- Data provided -
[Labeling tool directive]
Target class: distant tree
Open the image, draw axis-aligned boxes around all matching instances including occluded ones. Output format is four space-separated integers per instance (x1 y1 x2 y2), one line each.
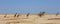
4 14 7 18
56 12 59 16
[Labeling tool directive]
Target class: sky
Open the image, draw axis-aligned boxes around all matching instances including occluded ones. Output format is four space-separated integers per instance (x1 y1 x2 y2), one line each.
0 0 60 13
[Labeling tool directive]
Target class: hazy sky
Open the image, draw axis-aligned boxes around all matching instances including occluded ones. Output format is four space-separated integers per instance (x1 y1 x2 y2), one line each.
0 0 60 13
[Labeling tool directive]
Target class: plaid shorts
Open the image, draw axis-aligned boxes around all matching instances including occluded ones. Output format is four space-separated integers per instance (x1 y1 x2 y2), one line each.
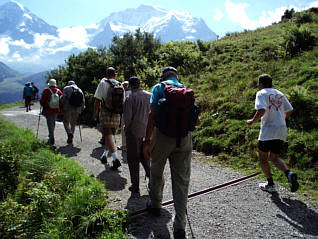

- Task statement -
Reproduce every line of the entries above word for word, omitting the pictures.

- The result -
[Labeling tool directive]
Target class: distant tree
Open the image, draw axis-aligned boxes around all matching instances including occluded ones. Output format is four space-separated integers per instance (x1 y1 x2 y2), one line each.
4 14 7 18
56 12 59 16
[Labeling tool directive]
Target class: sky
Open the image, draw axis-aligned boxes around all matching instances including occluded ones. Output format is four space-separated integers per instance (x1 y1 x2 y2), one line each.
0 0 60 13
[Labeling tool directive]
Target class: hazy sky
Open the image, draw axis-aligned boxes around all matching instances including occluded ones. Output format is four space-separated integers per instance (x1 y1 x2 y2), one line each.
0 0 60 13
[Labeling tool directive]
Target class: plaid shorts
Open the image, draw axis-aligned boxes around all matching instances including occluded ones. Output format is four space-separated integers per instance (x1 y1 x2 y2), one line each.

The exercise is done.